Task requirements:
Print the complete set of entries exactly.

Data excerpts:
#####

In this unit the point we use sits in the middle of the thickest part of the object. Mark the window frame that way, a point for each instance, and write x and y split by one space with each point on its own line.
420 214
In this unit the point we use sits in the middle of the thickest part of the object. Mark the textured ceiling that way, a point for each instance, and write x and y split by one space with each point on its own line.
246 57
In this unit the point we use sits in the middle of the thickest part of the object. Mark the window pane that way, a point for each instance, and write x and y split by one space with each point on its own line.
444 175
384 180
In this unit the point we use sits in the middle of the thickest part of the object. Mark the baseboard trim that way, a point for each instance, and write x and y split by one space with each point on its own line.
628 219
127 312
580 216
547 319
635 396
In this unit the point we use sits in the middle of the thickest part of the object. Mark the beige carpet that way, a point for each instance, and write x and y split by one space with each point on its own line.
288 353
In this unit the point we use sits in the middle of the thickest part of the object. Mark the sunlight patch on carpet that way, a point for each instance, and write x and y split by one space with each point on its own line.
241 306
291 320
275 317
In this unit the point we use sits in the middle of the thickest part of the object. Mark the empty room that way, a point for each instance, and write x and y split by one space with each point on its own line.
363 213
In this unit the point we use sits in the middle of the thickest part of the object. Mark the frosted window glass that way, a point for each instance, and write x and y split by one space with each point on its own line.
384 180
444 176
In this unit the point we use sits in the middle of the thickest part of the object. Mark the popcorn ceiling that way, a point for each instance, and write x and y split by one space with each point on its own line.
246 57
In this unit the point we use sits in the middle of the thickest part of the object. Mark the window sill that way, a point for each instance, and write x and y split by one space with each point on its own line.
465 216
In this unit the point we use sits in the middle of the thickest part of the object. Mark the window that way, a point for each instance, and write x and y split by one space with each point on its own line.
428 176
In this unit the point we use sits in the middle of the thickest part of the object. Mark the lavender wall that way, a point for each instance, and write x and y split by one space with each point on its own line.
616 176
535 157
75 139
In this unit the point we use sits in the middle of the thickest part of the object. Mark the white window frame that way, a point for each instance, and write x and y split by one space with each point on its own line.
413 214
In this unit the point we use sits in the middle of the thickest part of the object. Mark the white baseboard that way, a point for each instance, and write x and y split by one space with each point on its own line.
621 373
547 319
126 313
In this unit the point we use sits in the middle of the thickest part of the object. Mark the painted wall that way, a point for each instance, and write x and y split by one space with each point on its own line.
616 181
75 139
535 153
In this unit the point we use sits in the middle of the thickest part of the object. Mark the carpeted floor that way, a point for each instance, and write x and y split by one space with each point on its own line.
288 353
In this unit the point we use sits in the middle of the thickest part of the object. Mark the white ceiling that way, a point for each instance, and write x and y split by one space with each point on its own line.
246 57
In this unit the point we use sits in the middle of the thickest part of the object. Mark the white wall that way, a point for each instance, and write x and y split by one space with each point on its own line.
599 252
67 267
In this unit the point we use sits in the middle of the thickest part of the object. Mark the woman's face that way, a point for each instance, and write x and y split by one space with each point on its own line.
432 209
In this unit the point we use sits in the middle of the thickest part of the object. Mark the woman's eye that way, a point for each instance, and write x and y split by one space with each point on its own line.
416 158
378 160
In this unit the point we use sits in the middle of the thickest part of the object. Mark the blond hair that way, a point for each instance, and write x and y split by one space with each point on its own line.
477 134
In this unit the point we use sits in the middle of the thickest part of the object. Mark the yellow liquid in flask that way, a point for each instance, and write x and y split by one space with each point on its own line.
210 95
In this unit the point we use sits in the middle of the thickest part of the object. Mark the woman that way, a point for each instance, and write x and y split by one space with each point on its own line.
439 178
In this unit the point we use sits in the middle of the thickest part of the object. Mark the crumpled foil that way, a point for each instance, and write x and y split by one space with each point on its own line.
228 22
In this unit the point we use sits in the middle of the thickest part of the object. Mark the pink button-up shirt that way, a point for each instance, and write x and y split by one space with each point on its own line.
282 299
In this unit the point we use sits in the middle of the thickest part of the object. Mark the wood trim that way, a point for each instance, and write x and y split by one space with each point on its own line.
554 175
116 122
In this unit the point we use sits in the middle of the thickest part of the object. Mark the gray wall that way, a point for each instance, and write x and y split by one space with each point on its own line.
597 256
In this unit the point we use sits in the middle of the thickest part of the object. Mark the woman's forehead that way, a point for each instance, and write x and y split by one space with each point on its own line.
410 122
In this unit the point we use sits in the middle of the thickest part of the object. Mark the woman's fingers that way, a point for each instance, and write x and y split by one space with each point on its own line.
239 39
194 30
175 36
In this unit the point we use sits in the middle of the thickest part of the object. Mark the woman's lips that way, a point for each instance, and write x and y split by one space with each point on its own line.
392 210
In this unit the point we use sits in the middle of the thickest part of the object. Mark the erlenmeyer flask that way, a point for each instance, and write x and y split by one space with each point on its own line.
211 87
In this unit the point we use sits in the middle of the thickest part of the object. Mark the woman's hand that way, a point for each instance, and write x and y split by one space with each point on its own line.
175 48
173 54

#####

Answer for the task:
In this unit the point we use sits in the middle of the thickest part of the object. Mark the window frame that way, a point for each instance, and write x and y split by one space with each point on its own line.
420 214
In this unit the point we use sits in the middle of the thickest part of the object. Mark the textured ceiling that way, a point for each instance, and write x and y split by one space with each point on its own line.
246 57
In this unit the point we use sits in the middle of the thickest part of the object. Mark the window pane that way, a point for each instance, and write x and y split by one space with each point on its own line.
444 175
384 180
In this unit the point we use sits in the middle of the thickest part of the object. Mark the baseboard trim that way, a point for each instance, and write x and y split by one space with each point on its own line.
628 219
127 312
580 216
547 319
635 396
In this unit the point we use sits in the middle of the thickest part of the object. Mark the beige carpet that way, a point for each instance, and write x and y split by one space with each point on its own line.
288 353
In this unit the point we use sits in the middle of the thickest part of the object. Mark the sunlight patch on carpet that way, a point for each instance, and write x and y split by one space with each point on its own line.
241 306
291 320
275 317
In this unit the point we use sits in the middle of the thickest part of the object. Mark the empty room that way, a point for each instance, and write x and y split by one space with each point on its own line.
363 213
In this unit the point we use sits in the middle of the thickest part of the object. Mark the frosted window glass that way, a point for each instance, and write x and y split by one space with each point on its own line.
384 180
444 176
In this unit the point we use sits in the middle of the thickest part of the object. Mark the popcorn ceiling that way, a point for each instance, and write x and y split by one space with each point on its own line.
246 57
In this unit the point we use sits in the middle of the thickest part of the object. Mark the window sill that way, a point for each instance, and write x and y split by one space with each point on its own line.
465 216
In this unit the point we use sits in the middle of the thickest part of the object. Mark the window that way, a point for each instance, and write x and y split by one space with each point on its own line.
428 176
In this unit the point we use sits in the middle of the thickest part of the object. Mark the lavender wall that way, a point for each instance, and write x and y split by one space with each point on its own line.
616 176
535 157
75 139
In this unit the point we use sits in the middle of the thickest part of the object. Mark the white window frame that way, a point for each instance, and write x and y split by one space with each point on its own line.
413 214
In this unit the point we use sits in the middle of the thickest part of the object. Mark the white baseboard that way, a point for each instance, and write x and y split by one space with each point on its own line.
621 373
547 319
126 313
In this unit the point we use sits in the middle of the thickest part of the object. Mark the painted wall that way, a point for each instance, and write x and y split by one space with each point on its own line.
616 181
75 139
535 153
In this unit the point we use sits in the middle of the thickest part of the object. Mark the carpeted floor that way, a point for each instance, and write x and y split by one space with each point on its own line.
288 353
In this unit the point we use sits in the middle of the thickest part of the object. Mark the white ceiling that way, a point for each instance, and write x and y split by one space with each point on its own line.
246 57
In this unit the point we use sits in the middle of the thickest part of the object. Mark the white wall that way, a point for each instance, and write x and y split by one space with each point on its own line.
599 252
67 267
In this unit the point we use sits in the middle of the thickest part of the object. Mark the woman's face that way, a point for each instance, and write x and y split by one space with each point on its own line.
432 209
In this unit the point we use sits in the middle of the thickest part of the object. Mark the woman's eye that way, a point for each instance, and write x and y split by one space with each point on its own line.
416 158
378 160
In this unit the point we use sits in the middle of the thickest part of the object. Mark the blond hair that way, a point for each instance, and write x and y split by one space with each point on its own line.
477 134
In this unit the point we use sits in the middle of the thickest part of the object. Mark the yellow liquid in flask that way, a point for each instance, and write x and y split by one space with each point on its own line.
210 95
In this unit the point we use sits in the middle of the thickest part of the object. Mark the woman that way, a point for each instance, and write x and y split by one space with each point on its own line.
439 178
In this unit the point we use sits in the middle of the thickest part of the object. Mark the crumpled foil that way, a point for each instance, and write x and y split by one space with each point on its own line.
228 22
In this unit the point we use sits in the middle of the thickest part of the object. Mark the pink button-up shirt that way, a point for each instance, and write x and y split by one space with each point on its own line.
282 299
In this unit the point we use sits in the middle of the thickest part of the object. Mark the wood trim that way, a point for each instance, and write x and y split by one space with each point on its own line.
554 175
116 122
In this unit the point we use sits in the middle of the thickest part of the object. Mark the gray wall that way, a point for each instance, and write x and y split by one space with each point on its own line.
597 256
In this unit the point we use sits in the middle of the thickest part of the object. Mark the woman's forehead that way, a point for each instance, and write x and y split by one space with each point on its own line.
410 122
In this unit the point we use sits in the middle of the thickest part of the object. Mark the woman's fingers that way, a point for each instance, and write x and y split by one space with each point on its own line.
239 39
194 30
175 36
In this unit the point we use sits in the middle of the thickest part of the object. Mark the woman's lips that way, a point for each instance, and write x and y split by one space with each point on its own line.
392 210
In this unit the point we use sits in the middle of the thickest part of the object. Mark the erlenmeyer flask that way, a point for each instance, and write x and y split by one space with each point on its own line.
211 87
In this unit the point we use sits in the middle of the thickest part of the object. Mark the woman's hand that way, a point for each instance, and write x and y split by one space with each point on its own line.
175 48
173 54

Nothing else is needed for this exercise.